Problem
Continue the testimony on paid family leave from where it stops.

Page text
####

She also said that the lack of a mandatory paid federal leave policy leaves people of color and people with disabilities particularly vulnerable. 

“While paid leave is needed for all families across the country, regardless of race, gender, or ethnicity, we know that both the devaluation of care and the lack of guaranteed paid leave has disproportionate impacts on women of color, especially Black women and Latinas,” she said. “Inadequate paid leave policies cost Black women and their families nearly $4 billion a year in lost wages.” 

Citing research by the Center for American Progress, she said “16 percent of workers who took FMLA [Family and Medical Leave Act] leave did so to address an ongoing health condition, many of which may be disabilities such as chronic migraines, diabetes or multiple sclerosis…Though disabled workers may be especially likely to need paid leave to take care of their own health, they report less access to paid leave than nondisabled workers.” 

Other witnesses, representing groups that have opposed paid leave through the years, were not convinced. 

Rachel Greszler, a Senior Research Fellow at the Heritage Foundation, said employers in states with government paid family leave programs have less flexibility to manage their businesses without harmful disruptions to other employees or to services offered. 

“For example, while I know many people—myself included—who have utilized employer-provided paid family leave policies and have kept their foot in the door at work to help things move along in their absence, I also know new mothers who, when utilizing formal government paid family leave programs have had their access to e-mail and all computer systems shut off while they were on leave, out of their employer’s fear of a lawsuit if they did any work,” she said. “Such rigid prohibitions hurt companies and customers, as well as employees who can miss out on promotions or find it harder to come back to work after taking leave.” 

And Elizabeth Milito, Executive Director of the Small Business Research Center at the National Federation of Independent Business, said paid family leave programs may actually harm employees by shifting money from wages and health care to pay for the employer’s share of the leave. 

“Mandated leave is not a free benefit for employees; mandated leave comes with a cost that businesses will have to shoulder and will eventually be absorbed by the employer, employees, and customers,” she said. “In a small business with a finite number of resources, this translates into less money available for wage increases, health insurance and other benefits, and hiring additional employees.”

####

Data shown
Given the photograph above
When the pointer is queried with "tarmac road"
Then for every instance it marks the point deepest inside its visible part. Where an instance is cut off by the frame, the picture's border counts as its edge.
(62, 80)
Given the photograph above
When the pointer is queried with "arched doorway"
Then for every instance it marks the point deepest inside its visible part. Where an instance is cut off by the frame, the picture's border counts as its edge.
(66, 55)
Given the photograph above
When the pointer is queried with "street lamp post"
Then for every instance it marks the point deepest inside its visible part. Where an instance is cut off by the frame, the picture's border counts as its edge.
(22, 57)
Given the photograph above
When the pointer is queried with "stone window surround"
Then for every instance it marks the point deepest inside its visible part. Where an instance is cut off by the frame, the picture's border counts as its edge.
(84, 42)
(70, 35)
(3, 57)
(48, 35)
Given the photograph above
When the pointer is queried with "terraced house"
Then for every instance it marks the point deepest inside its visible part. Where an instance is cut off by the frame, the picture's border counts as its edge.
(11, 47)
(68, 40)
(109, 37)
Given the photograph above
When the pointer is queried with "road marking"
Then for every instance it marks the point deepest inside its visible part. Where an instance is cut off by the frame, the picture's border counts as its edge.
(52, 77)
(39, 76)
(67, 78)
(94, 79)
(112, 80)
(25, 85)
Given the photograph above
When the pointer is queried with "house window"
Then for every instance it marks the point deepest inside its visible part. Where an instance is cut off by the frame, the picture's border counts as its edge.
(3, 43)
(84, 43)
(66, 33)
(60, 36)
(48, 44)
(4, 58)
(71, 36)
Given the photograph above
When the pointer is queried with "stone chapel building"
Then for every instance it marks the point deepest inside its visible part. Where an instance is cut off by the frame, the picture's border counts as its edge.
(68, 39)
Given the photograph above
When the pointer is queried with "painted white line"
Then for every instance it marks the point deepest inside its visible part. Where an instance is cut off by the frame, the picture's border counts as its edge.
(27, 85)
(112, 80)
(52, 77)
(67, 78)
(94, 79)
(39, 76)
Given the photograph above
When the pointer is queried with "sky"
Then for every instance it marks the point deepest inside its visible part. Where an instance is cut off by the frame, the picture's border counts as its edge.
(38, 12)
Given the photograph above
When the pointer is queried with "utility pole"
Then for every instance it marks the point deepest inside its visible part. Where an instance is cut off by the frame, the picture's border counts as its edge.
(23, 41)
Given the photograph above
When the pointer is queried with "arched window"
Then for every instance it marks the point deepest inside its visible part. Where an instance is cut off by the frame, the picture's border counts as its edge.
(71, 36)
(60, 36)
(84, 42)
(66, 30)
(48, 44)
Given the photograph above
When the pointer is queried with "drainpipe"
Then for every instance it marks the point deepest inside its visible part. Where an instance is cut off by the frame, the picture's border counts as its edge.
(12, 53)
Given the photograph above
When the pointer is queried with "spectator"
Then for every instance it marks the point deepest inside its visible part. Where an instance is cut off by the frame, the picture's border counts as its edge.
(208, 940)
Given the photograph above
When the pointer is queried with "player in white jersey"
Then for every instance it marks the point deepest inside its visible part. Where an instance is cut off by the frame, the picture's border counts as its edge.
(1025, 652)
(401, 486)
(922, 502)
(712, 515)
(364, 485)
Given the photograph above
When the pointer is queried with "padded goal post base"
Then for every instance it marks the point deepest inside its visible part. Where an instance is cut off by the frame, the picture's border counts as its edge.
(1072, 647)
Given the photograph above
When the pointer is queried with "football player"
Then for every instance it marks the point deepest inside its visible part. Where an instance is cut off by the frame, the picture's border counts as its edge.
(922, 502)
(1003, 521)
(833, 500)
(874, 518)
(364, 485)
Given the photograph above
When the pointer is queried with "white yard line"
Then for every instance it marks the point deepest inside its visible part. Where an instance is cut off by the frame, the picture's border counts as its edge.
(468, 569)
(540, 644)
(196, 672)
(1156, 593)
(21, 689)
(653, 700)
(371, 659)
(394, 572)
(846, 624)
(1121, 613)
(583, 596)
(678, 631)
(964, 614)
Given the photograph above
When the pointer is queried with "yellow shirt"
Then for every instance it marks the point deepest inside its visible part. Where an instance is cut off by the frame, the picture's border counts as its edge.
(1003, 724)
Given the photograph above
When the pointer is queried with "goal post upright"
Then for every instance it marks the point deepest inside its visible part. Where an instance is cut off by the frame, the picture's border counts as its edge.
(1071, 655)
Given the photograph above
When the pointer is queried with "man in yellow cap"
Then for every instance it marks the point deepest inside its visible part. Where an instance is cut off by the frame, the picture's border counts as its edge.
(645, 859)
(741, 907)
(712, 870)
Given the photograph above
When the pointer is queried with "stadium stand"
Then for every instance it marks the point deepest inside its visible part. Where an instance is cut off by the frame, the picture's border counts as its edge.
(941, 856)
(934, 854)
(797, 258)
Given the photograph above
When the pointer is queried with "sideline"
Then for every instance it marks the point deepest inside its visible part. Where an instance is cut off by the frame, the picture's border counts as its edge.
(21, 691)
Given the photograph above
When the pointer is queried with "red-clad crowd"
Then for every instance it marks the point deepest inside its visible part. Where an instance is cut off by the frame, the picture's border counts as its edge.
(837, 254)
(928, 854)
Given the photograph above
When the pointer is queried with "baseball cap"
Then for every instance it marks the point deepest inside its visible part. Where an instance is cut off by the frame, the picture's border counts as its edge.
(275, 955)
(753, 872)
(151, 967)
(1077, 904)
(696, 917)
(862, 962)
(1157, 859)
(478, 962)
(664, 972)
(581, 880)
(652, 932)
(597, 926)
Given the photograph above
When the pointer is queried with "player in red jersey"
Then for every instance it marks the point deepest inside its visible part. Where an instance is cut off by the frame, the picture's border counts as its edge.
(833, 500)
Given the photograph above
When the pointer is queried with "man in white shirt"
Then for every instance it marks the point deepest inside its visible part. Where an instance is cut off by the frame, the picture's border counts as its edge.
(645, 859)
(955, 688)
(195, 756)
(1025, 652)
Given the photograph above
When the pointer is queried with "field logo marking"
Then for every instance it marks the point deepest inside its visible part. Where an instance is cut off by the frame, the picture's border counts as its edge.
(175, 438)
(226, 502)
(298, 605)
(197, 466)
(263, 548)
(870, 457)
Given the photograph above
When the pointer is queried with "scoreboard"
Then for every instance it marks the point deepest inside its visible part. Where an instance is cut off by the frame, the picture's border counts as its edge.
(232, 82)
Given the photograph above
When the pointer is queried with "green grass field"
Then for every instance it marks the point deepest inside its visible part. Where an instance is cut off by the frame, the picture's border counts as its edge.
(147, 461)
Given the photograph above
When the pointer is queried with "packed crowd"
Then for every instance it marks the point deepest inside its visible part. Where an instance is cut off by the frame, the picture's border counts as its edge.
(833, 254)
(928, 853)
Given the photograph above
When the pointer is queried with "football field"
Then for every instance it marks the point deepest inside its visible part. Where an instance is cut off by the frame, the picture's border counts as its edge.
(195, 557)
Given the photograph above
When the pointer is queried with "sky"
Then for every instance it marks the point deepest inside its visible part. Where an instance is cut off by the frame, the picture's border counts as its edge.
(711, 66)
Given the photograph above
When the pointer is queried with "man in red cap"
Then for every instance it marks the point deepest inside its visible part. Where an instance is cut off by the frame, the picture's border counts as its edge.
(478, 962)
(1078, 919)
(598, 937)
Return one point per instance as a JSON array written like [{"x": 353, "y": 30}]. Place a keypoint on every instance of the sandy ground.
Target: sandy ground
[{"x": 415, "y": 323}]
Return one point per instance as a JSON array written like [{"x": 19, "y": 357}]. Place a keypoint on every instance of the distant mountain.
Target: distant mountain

####

Answer space
But Sen. Wyden said it is an outrage that only one in four workers in the U.S. has access to paid leave. 

“Congress talks lots about America’s worker shortage crisis,” he said. “This is an opportunity to do something about it. In a nation as powerful and prosperous as ours, somehow the United States is the only developed nation in the world without a national paid leave program.”

During the hearing, Sen. Bob Casey (D-PA) shared about the story of an activist who is part of a network of grassroots caregivers advocating to expand the Earned Income Tax Credit and Child Tax Credit, “A constituent of mine, Barbara Gurley, came to my office to talk about her caregiving experience for her late husband. She was talking about how often he fell and the challenges that she had making sure that they could take care of him before he passed away. The Gurley family had insurance but could not access any paid support for the work she was doing and they made too much money for local social services. If there had been a paid leave program in place, Barbara could have taken paid time off to care for her husband when he really needed it. So we know this is real hard work, caregiving.”  

Often advocates don’t get a sense that raising their voices matters – but Barbara was at the hearing as the senator spoke and got to meet him right after. As efforts continue to enact national paid leave policies, it will be crucial that we remind policymakers that real people would benefit from these policies.